##### TEXT EXCERPT #####
Illumined Sauna (via Pontremoli 28), by EMC, has a bar, large Finnish sauna, steam room and Jacuzzi; private cabins, free WiFi and massage services, Saturday Night Sauna until 8am Sunday.

Terme di Roma Internazionale (via Persio 4), an old-style men's sauna out a bit from the center, open daily 11am-11pm with steam and dry saunas, maze and darkroom.

 

Nightclubs, dancing

For dancing, Rome has an energetic line-up, with circuit parties popping up all over, but also some regular weekly venues. Most have one or two nights when they're gay, or busy. Many clubs and circuit parties take a break during summer months, returning in September or October for a new season until June. Party nights move around a lot, so double check venues ahead of time, before heading out to the clubs.

Alter Ego at Eden Roma (piazzale dello Stadio Olimpico 5-6) and other locations; Sunday night buffet food and Pop dance parties with resident and guest DJs.

Amigdala at various venues; monthly Saturday queer electronic music parties with live concerts, film screenings, videos, visuals, and art.

Bear Mondays at Cappella Orsini Club (passetto del Biscione 90) and other venues; gay bear dance parties, no cover charge. Bears Invasion takes place in late Summer, usually at Qube.

COCKtail Sunday evening buffet dinners, cocktails & DJ disco parties with go-go boys - moves around the various clubs - check their website/facebook updates.

COX at Qube Club (via Portonaccio 212) or Alien Disco Roma (via Velletri), private men-only party occasionally in Rome, but usually in Milan and Bologna.

Frutta e Verdura (via di Santa Passera 27), October through May Sunday morning after-hour dance parties 4:30-11am for a gay/mixed crowd.

Gasometro (via del Porto Fluviale), mixed crowd performance arts space, dance, theatre, music, film; cafes and bars.

Gelosia at Rebel Club (Galilei, 74), Friday LGBT Pop dance club nights, young mixed 18-40 international crowd. Gaycs safer sex free information and condoms. ASSO/ AssoSex ASX membership cards.

G I Am at Planet Roma (via del Commercio 36), popular Saturday gay dance nights at 6-room club with 3 dance floors, playing House, Commercial, remixes, RnB, and NuDisco; garden area, sexy shows and dancers, plus women-only area. See FB.

Glamorize at Rashõmon Club (via degli Argonauti 16) and other venues; gay-friendly Wedneday dance nights from 8pm with food, cocktails and DJ sets.

Monk Club (via Giuseppe Mirri 35), performance space, music, happenings, film screenings, theater, garden and cafe.

Muccassassina at Qube Club (via Portonaccio 212) or Alien (via Velletri 13), long-time gay/mixed Friday dance party on three levels, drag shows and other live performances, go-go boys, local and international DJs, men-only cruise area with dark room, maze, porn, and sex shows.

Short Theatre (piazza Orazio Giustiniani 4) alternative scene dance parties, theater, performances, art installations.

For Wednesday-Sunday summer events, June through September, see GayVillage (Città dell'Altra Economia/ Lungotevere Testaccio), with concerts, performances, discos, theater, free film screenings and other festival events, two dance floors (POP + EDM), 3 restaurants and food truck, 6 bars, and a games area.
#####
#### [SHORT TASK 1]
From the Rome nightlife listing above, print the passage from "Gasometro (via del" up to and including "garden and cafe.".
#### [SHORT TASK 2]
Based on the Rome nightlife listing, why should party venues be double-checked before heading out to the clubs?
#### [SHORT TASK 3]
In the Rome nightlife listing, what are the opening hours of Terme di Roma Internazionale?
##### DATASET #####
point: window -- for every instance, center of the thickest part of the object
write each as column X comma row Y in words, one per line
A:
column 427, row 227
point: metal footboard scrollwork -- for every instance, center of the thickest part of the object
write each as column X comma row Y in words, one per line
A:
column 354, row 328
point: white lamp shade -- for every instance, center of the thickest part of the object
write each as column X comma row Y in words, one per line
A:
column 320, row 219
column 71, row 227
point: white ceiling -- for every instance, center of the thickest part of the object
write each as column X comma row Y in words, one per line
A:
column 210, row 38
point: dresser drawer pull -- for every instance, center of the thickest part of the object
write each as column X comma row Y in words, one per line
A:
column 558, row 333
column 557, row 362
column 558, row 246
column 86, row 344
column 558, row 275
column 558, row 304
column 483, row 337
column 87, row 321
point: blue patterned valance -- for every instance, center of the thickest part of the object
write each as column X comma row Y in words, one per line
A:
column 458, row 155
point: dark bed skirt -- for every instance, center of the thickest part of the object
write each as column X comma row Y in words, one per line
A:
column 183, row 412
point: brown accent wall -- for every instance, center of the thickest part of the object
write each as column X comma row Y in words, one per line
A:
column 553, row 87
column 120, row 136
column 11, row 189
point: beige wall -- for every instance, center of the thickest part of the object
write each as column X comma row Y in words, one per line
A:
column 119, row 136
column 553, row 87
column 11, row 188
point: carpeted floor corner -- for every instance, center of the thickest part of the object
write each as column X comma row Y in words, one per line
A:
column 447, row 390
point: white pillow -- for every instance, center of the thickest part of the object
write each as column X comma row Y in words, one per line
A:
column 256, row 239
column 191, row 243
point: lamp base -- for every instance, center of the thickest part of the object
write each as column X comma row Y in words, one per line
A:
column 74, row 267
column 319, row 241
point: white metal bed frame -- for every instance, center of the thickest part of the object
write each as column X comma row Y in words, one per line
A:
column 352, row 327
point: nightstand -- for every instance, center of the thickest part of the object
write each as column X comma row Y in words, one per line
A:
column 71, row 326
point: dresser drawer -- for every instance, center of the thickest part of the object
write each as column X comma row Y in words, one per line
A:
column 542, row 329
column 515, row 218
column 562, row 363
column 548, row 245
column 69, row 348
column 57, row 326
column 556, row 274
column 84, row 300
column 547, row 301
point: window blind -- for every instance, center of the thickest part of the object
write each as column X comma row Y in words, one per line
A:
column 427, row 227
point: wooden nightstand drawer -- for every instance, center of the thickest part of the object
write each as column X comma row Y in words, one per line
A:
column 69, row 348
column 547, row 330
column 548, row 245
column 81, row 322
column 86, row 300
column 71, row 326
#####
#### [RIGHT ANSWER 1]
Gasometro (via del Porto Fluviale), mixed crowd performance arts space, dance, theatre, music, film; cafes and bars.

Gelosia at Rebel Club (Galilei, 74), Friday LGBT Pop dance club nights, young mixed 18-40 international crowd. Gaycs safer sex free information and condoms. ASSO/ AssoSex ASX membership cards.

G I Am at Planet Roma (via del Commercio 36), popular Saturday gay dance nights at 6-room club with 3 dance floors, playing House, Commercial, remixes, RnB, and NuDisco; garden area, sexy shows and dancers, plus women-only area. See FB.

Glamorize at Rashõmon Club (via degli Argonauti 16) and other venues; gay-friendly Wedneday dance nights from 8pm with food, cocktails and DJ sets.

Monk Club (via Giuseppe Mirri 35), performance space, music, happenings, film screenings, theater, garden and cafe.

#### [RIGHT ANSWER 2]
Venues should be checked ahead of time because party nights move around a lot.

#### [RIGHT ANSWER 3]
It is open daily from 11am to 11pm.